◆ Encargo 1
Duplica del texto sobre el Día de Todos Santos en Romerillo el fragmento que comienza con "Los muertos habían" y sigue hasta "Señor San Salvador.".
◆ Encargo 2
Responde estas preguntas con datos del texto sobre el Día de Todos Santos en Romerillo:
(a) ¿Qué ciclón golpeó las ventanas de la clínica durante la noche?
(b) ¿A qué hora habían llegado los muertos?
(c) ¿Adónde lleva el camino con flores?
◆ Encargo 3
Prolonga el texto sobre el Día de Todos Santos en Romerillo a partir de su última oración.

◆ Texto
El primero de noviembre Romerillo se veía desierto. Durante la noche, el ciclón Hattie que destruyó Belice, desbordó los ríos de Chiapas y anegó campos, aldeas y ciudades, había golpeado sin cesar las ventanas de la clínica donde pasamos la noche.

El esperado día de Todos Santos no podía ofrecer un aspecto más lúgubre. Los senderos brillaban como plata; las mazorcas, en los maizales secos, caían sobre sus tallos doblados, llovía copiosamente y los rebaños gigantescos de las nubes, aguijados por la tempestad, corrían sobre el horizonte ocultando encinares y montañas.

Los muertos habían llegado a las seis de la mañana y estarían ya con sus familiares, reposando junto al fuego y comiendo los manjares preparados la víspera. En el fondo se levantaba un altar con tazas de caldo, panes, tamales, flores amarillas y dos velas que chisporroteaban. Al centro ardía la imprescindible hoguera y junto a ella, un chamula, de pie, tocaba la guitarra y cantaba.

¿De dónde vienen los muertos? Vienen del cielo, del infierno y del purgatorio. Todos vienen con licencia. Los muertos, como nosotros los vivos, tienen dos caminos: uno, con flores, lleva al infierno; otro, con espinas y piedras, lleva a Dios. Lo pueden reconocer porque Dios anda vestido, como está vestido en la iglesia nuestro Señor San Manuel, nuestro Señor San Salvador.

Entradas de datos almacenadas
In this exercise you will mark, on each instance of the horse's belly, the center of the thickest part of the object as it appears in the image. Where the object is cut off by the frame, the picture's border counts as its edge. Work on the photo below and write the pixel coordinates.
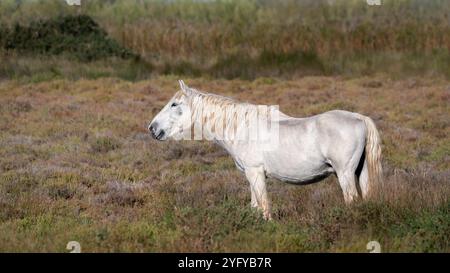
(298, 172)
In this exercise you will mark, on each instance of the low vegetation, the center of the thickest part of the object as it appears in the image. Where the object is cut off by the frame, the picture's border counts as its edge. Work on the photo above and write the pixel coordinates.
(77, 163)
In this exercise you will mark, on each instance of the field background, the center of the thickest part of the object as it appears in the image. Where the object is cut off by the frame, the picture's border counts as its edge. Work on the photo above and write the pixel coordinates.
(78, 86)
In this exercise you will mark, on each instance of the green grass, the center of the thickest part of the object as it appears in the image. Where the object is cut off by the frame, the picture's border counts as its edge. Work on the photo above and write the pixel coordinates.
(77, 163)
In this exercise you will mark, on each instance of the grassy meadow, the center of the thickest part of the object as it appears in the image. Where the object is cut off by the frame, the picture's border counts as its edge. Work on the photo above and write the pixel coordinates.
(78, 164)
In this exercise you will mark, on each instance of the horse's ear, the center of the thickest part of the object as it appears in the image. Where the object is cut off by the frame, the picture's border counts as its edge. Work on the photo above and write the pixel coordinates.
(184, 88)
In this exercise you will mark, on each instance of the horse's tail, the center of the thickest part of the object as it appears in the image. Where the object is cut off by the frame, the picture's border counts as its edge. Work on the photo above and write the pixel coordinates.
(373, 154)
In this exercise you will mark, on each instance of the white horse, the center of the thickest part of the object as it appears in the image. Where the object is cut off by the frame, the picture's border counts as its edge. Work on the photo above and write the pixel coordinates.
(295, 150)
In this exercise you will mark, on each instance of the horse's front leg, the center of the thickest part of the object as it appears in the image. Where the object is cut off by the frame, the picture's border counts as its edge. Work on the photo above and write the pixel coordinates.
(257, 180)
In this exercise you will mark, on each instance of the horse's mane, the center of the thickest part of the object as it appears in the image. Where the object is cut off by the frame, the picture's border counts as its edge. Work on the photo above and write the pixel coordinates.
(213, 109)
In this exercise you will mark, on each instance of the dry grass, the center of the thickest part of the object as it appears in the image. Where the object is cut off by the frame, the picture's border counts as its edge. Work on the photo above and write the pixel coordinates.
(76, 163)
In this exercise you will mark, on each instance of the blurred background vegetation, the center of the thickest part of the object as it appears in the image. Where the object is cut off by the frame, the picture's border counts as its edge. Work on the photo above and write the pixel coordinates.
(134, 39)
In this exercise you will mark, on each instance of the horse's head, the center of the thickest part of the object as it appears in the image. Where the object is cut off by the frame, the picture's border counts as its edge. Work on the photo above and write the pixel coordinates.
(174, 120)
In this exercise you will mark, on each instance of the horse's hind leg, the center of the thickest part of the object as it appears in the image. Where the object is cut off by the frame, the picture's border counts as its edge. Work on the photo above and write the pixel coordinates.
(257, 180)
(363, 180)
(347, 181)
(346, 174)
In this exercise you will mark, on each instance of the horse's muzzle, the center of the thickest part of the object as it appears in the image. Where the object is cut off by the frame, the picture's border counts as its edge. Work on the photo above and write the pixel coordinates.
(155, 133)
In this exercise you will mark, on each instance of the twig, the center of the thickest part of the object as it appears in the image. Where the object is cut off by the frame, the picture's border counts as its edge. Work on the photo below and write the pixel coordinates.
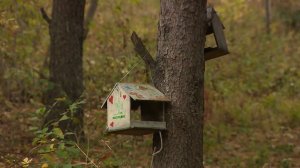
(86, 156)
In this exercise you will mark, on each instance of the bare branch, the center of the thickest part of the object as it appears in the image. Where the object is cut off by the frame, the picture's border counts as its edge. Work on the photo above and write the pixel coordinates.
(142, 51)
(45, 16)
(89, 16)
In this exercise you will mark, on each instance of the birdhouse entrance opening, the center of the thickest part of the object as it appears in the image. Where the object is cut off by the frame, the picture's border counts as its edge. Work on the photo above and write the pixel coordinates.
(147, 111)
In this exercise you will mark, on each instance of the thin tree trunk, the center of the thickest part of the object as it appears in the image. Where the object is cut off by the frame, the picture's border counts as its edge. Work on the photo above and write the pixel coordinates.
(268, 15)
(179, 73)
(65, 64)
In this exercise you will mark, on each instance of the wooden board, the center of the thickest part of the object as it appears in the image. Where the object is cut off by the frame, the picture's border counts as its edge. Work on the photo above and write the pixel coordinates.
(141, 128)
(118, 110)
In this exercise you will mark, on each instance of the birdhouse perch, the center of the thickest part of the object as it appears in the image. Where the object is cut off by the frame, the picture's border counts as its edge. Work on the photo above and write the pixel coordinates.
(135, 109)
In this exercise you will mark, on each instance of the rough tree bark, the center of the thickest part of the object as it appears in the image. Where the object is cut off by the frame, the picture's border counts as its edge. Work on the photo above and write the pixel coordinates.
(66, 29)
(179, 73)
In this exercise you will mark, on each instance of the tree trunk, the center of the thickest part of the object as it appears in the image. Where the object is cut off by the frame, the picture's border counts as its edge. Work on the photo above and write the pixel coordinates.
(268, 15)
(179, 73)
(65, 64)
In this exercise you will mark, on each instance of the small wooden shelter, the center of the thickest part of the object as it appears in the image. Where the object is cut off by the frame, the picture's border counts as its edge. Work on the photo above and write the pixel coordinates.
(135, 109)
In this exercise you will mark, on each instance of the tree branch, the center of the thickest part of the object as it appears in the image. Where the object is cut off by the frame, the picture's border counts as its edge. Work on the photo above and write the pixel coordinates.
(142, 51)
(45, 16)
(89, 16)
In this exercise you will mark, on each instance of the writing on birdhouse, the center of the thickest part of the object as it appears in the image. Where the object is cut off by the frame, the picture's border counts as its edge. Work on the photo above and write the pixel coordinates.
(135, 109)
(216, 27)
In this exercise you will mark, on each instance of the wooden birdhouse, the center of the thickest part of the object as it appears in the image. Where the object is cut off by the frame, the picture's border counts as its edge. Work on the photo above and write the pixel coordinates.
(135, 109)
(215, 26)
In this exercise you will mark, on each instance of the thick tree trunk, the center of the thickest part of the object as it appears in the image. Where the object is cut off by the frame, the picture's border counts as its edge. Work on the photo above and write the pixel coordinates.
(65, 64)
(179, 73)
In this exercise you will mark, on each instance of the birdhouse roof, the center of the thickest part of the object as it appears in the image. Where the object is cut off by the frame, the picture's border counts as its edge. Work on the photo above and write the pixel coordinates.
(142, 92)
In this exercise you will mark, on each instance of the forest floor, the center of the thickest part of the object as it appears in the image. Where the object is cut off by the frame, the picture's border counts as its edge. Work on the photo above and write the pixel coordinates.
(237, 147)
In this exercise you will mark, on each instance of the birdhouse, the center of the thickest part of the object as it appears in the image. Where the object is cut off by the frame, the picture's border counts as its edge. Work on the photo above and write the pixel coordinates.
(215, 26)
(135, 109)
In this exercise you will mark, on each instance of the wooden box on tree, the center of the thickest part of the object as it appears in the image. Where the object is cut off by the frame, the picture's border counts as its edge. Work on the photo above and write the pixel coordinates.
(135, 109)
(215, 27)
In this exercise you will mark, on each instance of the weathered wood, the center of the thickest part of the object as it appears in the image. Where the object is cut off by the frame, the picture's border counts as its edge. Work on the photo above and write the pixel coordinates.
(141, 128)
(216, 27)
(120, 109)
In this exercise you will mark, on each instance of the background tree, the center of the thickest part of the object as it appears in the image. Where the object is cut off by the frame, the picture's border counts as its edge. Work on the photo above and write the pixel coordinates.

◆ Respuesta 1
Los muertos habían llegado a las seis de la mañana y estarían ya con sus familiares, reposando junto al fuego y comiendo los manjares preparados la víspera. En el fondo se levantaba un altar con tazas de caldo, panes, tamales, flores amarillas y dos velas que chisporroteaban. Al centro ardía la imprescindible hoguera y junto a ella, un chamula, de pie, tocaba la guitarra y cantaba.

¿De dónde vienen los muertos? Vienen del cielo, del infierno y del purgatorio. Todos vienen con licencia. Los muertos, como nosotros los vivos, tienen dos caminos: uno, con flores, lleva al infierno; otro, con espinas y piedras, lleva a Dios. Lo pueden reconocer porque Dios anda vestido, como está vestido en la iglesia nuestro Señor San Manuel, nuestro Señor San Salvador.

◆ Respuesta 2
(a) El ciclón Hattie.
(b) A las seis de la mañana.
(c) Al infierno.

◆ Respuesta 3
A lado de una tumba, cubierta de flores y de panes, sollozan dos mujeres. Ese hombre que yace bajo tierra, las dejó viudas al morir y las dos mujeres dando el ejemplo de un amor conyugal compartiendo abiertamente, se esforzaban en demostrar quién fue la más herida por la pérdida. Sus dos niñas, sentadas a corta distancia, jugaban con una naranja sustraída a la tumba de su padre. Sin duda hay demasiadas viudas con hijas pequeñas, porque abundan las mujeres solitarias y gimientes acompañadas siempre de una niña sentada con gran compostura y a la que no afectan los sollozos ni las lágrimas de sus madres. Como todas las mujeres, vestían sus gruesas faldas de tela oscura y por la aberturas del huipil de lana surgían sus brazos desnudos.

En otra tumba, una familia numerosa –la única en todo el cementerio- ofrecía un cuadro extraño. Eran la mujer, las tres hermanas, los tíos de un hombre muerto recientemente por el nahual, en la flor de la edad. La mujer, envuelta la cabeza en un turbante, con los ojos enrojecidos, el rostro crispado, le daba el seno a su último hijo –los más grandes están acurrucados a su lado-. Los viejos tíos, arrodillados en un extremo, bañados en lágrimas, lloraban ruidosamente.

Así recibimos el juicio final. Así será el último día de un mundo aniquilado por las bombas atómicas, con esta mezcla de alegría bárbara y de lacerante dolor, con esos mashes de anteojos negros y gorros napoleónicos danzando desorbitadamente, estas mujeres posternadas en las tumbas y estos niños ignorantes de la gran tragedia oculta en sus propios cuerpos; con estas cruces altas, trágicas, postes totémicos, calvarios imposibles y con este huracán rugiendo en torno nuestro y estas nubes de plata luchando entre sí, combatiéndose, amenazadores testigos de la locura, de la embriaguez final, de la noche eterna convertida en carnaval de los muertos, en ternura inútil, en resurrección imposible, en día indio de todos los santos y todos los muertos del mundo.

Fragmento extraído del Suplemento “La Cultura en México” #38 / 7 de noviembre de 1962.

Archivo: Siempre!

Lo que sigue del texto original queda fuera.